**Problem to solve:** Can you give everything from the first line down to the line containing "box: [71, 319, 100, 355]" as a Markdown table with the columns Row and Content, leaving out any blank lines?

Stored items from a collection
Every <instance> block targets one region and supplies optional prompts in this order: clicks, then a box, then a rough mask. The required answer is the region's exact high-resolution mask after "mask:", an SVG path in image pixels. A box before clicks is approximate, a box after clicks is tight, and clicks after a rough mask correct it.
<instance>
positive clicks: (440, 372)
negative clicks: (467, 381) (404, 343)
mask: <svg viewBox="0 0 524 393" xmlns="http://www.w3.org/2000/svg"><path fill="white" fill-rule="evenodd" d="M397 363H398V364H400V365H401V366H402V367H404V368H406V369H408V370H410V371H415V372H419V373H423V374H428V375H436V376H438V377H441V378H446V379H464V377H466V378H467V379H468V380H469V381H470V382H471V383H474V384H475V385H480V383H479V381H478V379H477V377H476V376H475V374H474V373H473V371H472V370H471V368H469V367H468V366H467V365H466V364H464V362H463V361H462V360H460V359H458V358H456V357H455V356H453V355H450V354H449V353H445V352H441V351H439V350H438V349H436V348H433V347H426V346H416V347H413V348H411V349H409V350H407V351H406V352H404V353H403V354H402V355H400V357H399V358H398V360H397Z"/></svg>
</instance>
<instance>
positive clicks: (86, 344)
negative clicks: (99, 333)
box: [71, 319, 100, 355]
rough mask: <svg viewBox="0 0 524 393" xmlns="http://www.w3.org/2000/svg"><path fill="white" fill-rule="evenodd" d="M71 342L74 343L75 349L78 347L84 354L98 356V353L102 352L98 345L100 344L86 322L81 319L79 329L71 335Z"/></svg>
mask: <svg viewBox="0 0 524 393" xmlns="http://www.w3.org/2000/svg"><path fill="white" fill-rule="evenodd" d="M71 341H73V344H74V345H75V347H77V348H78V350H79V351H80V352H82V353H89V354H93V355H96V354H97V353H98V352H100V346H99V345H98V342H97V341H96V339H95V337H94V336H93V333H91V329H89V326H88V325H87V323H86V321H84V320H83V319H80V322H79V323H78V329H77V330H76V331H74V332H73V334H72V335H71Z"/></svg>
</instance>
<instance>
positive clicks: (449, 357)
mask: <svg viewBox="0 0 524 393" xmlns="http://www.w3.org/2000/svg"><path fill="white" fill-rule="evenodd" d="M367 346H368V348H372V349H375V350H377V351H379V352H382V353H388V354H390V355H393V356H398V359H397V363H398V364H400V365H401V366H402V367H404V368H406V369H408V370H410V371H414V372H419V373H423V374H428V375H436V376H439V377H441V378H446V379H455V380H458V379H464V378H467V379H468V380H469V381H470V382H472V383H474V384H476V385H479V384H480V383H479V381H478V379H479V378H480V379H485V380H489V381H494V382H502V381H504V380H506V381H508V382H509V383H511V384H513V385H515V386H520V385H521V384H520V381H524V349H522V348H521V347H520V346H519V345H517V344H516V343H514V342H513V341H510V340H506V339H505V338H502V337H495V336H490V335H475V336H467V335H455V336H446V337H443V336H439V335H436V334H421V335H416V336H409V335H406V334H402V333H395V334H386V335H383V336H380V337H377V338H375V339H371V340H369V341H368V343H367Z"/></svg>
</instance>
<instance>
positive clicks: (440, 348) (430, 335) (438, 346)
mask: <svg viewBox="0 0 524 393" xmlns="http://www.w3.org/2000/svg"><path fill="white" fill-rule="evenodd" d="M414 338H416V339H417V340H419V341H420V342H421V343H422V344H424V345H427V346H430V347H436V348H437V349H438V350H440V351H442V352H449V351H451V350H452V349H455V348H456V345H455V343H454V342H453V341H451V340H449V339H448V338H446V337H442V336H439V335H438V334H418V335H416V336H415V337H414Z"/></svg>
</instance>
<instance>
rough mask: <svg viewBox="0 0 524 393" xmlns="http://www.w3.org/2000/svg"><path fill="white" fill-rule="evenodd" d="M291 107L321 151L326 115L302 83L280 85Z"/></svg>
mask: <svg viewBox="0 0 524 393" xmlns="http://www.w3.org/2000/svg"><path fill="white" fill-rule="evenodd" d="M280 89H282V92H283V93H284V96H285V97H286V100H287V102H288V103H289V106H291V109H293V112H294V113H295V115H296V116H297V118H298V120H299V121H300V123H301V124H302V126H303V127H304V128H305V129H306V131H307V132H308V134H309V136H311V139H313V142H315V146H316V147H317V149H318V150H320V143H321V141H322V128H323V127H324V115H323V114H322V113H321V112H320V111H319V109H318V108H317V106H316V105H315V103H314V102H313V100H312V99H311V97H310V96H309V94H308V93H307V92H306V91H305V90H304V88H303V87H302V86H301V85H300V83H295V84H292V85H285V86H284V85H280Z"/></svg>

**Answer to this exercise:**
| Row | Content |
|---|---|
| 1 | Every <instance> block targets one region and supplies optional prompts in this order: clicks, then a box, then a rough mask. The required answer is the region's exact high-resolution mask after "mask:", an SVG path in image pixels. A box before clicks is approximate, a box after clicks is tight, and clicks after a rough mask correct it. |
| 2 | <instance> |
| 3 | positive clicks: (440, 372) |
| 4 | negative clicks: (467, 381) (404, 343) |
| 5 | mask: <svg viewBox="0 0 524 393" xmlns="http://www.w3.org/2000/svg"><path fill="white" fill-rule="evenodd" d="M397 363H398V364H400V365H401V366H402V367H404V368H406V369H408V370H410V371H415V372H419V373H423V374H428V375H436V376H438V377H441V378H446V379H464V377H466V378H467V379H468V380H469V381H470V382H471V383H474V384H475V385H480V383H479V381H478V379H477V377H476V376H475V374H474V373H473V371H472V370H471V368H469V367H468V366H467V365H466V364H464V362H463V361H462V360H460V359H458V358H456V357H455V356H453V355H450V354H449V353H445V352H441V351H439V350H438V349H436V348H433V347H426V346H416V347H413V348H411V349H409V350H407V351H406V352H404V353H403V354H402V355H400V357H399V358H398V360H397Z"/></svg> |
| 6 | </instance> |
| 7 | <instance> |
| 8 | positive clicks: (86, 344) |
| 9 | negative clicks: (99, 333) |
| 10 | box: [71, 319, 100, 355] |